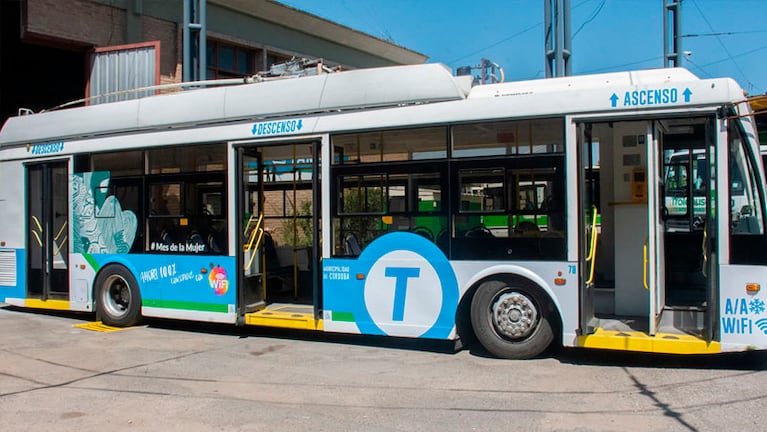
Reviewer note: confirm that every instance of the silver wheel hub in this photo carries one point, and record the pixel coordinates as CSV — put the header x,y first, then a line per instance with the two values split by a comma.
x,y
514,315
116,296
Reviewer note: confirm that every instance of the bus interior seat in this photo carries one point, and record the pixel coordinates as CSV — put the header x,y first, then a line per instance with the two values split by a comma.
x,y
352,245
525,227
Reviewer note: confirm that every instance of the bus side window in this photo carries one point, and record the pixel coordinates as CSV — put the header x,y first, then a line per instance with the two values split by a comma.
x,y
747,243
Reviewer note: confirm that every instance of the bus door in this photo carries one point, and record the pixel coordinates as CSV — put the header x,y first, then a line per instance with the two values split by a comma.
x,y
279,233
687,225
647,221
47,216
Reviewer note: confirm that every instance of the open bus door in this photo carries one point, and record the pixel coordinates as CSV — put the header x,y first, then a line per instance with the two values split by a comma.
x,y
47,230
278,235
647,245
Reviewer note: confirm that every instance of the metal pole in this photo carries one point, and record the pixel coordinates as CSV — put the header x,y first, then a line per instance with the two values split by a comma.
x,y
195,49
548,31
672,33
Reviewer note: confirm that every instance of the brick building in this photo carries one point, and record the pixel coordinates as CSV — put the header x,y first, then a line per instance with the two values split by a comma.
x,y
49,49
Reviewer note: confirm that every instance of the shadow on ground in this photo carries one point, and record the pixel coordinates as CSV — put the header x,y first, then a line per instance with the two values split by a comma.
x,y
749,360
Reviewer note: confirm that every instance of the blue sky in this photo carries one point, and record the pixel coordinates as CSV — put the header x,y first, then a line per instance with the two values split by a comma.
x,y
724,37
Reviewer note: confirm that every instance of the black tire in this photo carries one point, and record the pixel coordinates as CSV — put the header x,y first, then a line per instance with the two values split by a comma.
x,y
118,300
512,319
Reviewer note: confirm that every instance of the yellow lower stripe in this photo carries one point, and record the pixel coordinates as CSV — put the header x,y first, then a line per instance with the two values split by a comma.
x,y
662,343
99,327
285,316
47,304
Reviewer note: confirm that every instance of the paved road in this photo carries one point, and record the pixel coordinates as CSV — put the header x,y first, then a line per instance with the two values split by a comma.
x,y
161,377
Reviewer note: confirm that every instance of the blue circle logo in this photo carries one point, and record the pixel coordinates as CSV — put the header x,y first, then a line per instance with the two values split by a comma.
x,y
410,288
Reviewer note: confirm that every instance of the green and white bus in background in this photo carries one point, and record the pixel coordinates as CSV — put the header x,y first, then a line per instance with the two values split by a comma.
x,y
402,201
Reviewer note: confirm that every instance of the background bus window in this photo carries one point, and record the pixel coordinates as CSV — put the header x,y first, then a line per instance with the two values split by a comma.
x,y
375,204
390,146
523,137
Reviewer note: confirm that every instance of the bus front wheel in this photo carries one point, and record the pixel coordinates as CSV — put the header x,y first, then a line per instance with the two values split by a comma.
x,y
511,319
118,301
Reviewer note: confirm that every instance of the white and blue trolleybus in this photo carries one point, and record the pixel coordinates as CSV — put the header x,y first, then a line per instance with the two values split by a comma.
x,y
402,201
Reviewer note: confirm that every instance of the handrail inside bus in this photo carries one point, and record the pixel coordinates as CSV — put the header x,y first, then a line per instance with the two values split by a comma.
x,y
593,245
255,238
644,266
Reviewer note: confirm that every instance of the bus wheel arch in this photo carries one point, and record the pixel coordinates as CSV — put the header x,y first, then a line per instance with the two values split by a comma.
x,y
512,317
117,296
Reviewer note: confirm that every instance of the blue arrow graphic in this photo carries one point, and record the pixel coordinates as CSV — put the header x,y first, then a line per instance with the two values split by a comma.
x,y
614,100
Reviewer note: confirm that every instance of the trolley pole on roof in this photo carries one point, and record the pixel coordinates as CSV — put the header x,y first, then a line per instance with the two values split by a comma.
x,y
672,33
558,39
195,63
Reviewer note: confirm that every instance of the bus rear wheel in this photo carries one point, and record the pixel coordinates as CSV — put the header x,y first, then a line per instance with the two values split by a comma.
x,y
511,319
118,301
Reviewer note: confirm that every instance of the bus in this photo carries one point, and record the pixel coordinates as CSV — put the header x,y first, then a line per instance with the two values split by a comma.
x,y
405,202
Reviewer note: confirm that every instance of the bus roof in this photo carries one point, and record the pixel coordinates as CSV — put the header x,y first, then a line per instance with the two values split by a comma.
x,y
372,88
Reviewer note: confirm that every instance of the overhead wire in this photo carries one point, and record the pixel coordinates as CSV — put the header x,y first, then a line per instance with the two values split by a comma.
x,y
719,39
506,39
591,18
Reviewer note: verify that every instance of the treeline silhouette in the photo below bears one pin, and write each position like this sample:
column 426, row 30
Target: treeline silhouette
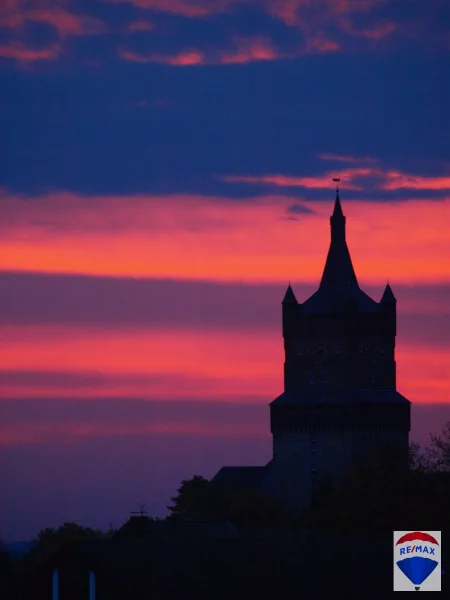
column 377, row 497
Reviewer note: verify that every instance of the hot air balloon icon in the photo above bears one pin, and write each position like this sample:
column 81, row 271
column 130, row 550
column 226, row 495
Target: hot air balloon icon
column 417, row 555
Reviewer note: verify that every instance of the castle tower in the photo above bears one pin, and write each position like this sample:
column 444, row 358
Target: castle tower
column 340, row 401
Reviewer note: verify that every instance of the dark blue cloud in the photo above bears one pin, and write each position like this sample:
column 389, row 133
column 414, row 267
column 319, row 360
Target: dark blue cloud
column 77, row 123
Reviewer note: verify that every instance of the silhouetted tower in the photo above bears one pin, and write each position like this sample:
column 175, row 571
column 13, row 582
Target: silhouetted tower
column 340, row 401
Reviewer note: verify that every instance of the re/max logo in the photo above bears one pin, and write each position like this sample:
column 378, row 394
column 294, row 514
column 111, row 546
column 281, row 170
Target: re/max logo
column 422, row 549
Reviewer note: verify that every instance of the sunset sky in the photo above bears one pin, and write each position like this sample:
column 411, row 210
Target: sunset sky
column 165, row 170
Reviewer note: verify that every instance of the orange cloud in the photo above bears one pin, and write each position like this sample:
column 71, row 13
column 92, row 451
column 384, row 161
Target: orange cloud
column 219, row 365
column 397, row 181
column 203, row 238
column 316, row 182
column 66, row 23
column 22, row 53
column 183, row 59
column 388, row 180
column 185, row 8
column 140, row 26
column 246, row 50
column 67, row 431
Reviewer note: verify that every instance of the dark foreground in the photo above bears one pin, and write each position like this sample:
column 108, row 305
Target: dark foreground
column 214, row 561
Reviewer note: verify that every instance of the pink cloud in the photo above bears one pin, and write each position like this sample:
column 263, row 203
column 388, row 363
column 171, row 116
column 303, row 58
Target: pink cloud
column 186, row 8
column 250, row 50
column 349, row 159
column 321, row 45
column 140, row 26
column 114, row 236
column 316, row 182
column 379, row 32
column 183, row 59
column 387, row 180
column 396, row 180
column 65, row 22
column 22, row 53
column 247, row 50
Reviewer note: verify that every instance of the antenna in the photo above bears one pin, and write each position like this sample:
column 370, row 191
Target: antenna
column 337, row 180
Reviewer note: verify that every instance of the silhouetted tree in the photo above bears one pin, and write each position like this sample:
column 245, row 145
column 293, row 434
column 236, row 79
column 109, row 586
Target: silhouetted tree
column 197, row 499
column 420, row 459
column 439, row 449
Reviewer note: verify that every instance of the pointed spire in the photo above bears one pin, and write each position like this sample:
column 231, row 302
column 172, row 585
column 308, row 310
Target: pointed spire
column 289, row 297
column 337, row 212
column 338, row 272
column 337, row 221
column 388, row 295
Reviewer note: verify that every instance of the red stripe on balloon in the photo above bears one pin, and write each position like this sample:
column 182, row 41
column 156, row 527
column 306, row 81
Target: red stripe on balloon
column 417, row 535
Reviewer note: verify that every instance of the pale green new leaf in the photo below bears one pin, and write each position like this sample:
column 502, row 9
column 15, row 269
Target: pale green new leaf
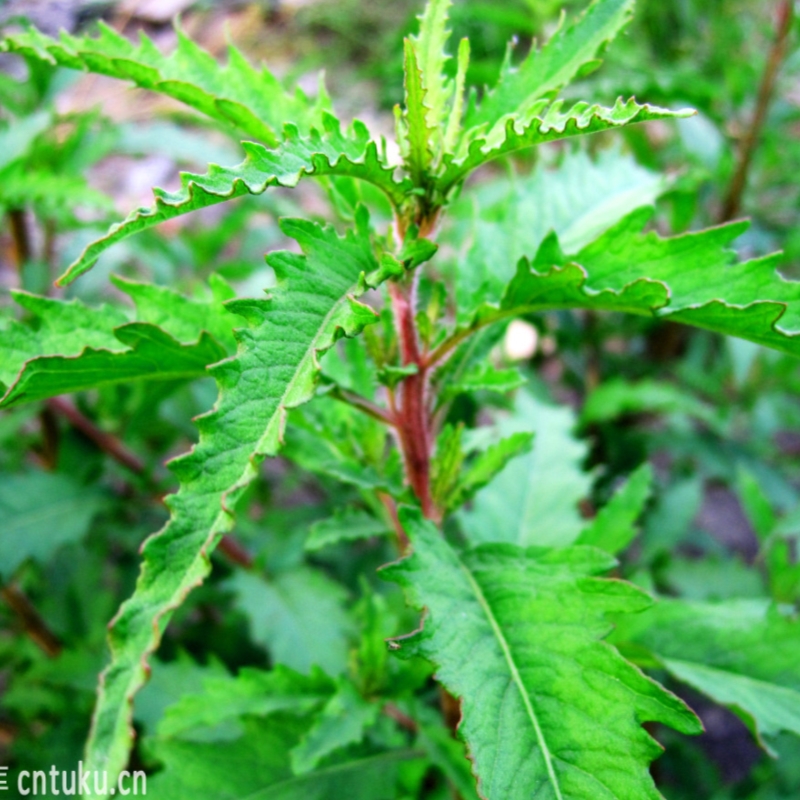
column 236, row 94
column 534, row 499
column 39, row 512
column 417, row 132
column 545, row 123
column 549, row 710
column 742, row 653
column 614, row 527
column 327, row 153
column 548, row 69
column 275, row 370
column 431, row 57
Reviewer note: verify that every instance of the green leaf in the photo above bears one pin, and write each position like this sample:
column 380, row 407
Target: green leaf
column 299, row 616
column 534, row 499
column 618, row 397
column 692, row 278
column 548, row 69
column 153, row 355
column 742, row 653
column 257, row 767
column 236, row 94
column 485, row 378
column 546, row 123
column 342, row 722
column 223, row 700
column 488, row 465
column 579, row 200
column 39, row 512
column 63, row 327
column 548, row 708
column 416, row 133
column 277, row 363
column 328, row 153
column 430, row 49
column 180, row 316
column 614, row 527
column 346, row 525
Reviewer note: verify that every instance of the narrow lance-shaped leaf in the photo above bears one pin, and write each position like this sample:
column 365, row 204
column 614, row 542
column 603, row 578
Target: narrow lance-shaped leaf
column 417, row 132
column 546, row 123
column 328, row 153
column 275, row 370
column 693, row 278
column 237, row 94
column 548, row 709
column 743, row 653
column 430, row 44
column 546, row 70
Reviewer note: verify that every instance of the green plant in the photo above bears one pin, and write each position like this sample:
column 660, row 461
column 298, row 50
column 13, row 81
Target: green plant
column 384, row 335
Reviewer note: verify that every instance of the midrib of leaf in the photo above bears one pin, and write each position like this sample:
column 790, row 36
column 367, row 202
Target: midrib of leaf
column 515, row 676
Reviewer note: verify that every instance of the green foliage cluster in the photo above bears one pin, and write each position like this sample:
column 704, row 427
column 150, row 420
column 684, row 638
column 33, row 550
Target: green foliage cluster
column 390, row 565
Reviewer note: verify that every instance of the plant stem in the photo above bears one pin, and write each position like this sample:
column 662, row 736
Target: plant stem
column 362, row 404
column 21, row 236
column 733, row 199
column 413, row 420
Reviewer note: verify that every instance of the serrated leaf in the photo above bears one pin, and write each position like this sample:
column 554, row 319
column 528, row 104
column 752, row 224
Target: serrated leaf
column 614, row 527
column 417, row 132
column 251, row 693
column 692, row 278
column 147, row 354
column 430, row 49
column 548, row 708
column 346, row 525
column 299, row 616
column 256, row 767
column 534, row 499
column 342, row 722
column 546, row 123
column 488, row 465
column 277, row 362
column 579, row 200
column 328, row 153
column 548, row 69
column 39, row 512
column 181, row 316
column 742, row 653
column 63, row 327
column 236, row 94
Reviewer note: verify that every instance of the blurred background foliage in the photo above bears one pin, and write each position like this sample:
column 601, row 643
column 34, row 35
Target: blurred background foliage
column 718, row 419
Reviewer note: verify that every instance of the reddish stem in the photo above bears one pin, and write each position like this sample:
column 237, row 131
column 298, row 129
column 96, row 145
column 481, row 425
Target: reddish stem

- **Work required**
Above are the records; copy exactly the lines from the one with "column 156, row 527" through the one with "column 380, row 407", including both, and nothing more. Leave out pictures.

- **Output for this exercise**
column 156, row 527
column 306, row 81
Target: red stripe on balloon
column 417, row 535
Reviewer note: verify that every instance of the pale green new leaf in the photo below bears one pin, and write each position like this sample:
column 502, row 9
column 15, row 269
Target: pale green new leaf
column 236, row 94
column 534, row 499
column 39, row 512
column 417, row 132
column 545, row 123
column 549, row 710
column 742, row 653
column 614, row 527
column 327, row 153
column 548, row 69
column 275, row 370
column 431, row 57
Reviewer note: verify that every instance of the green leaf in the photo above bears one pin, and write each position like this sample:
column 380, row 407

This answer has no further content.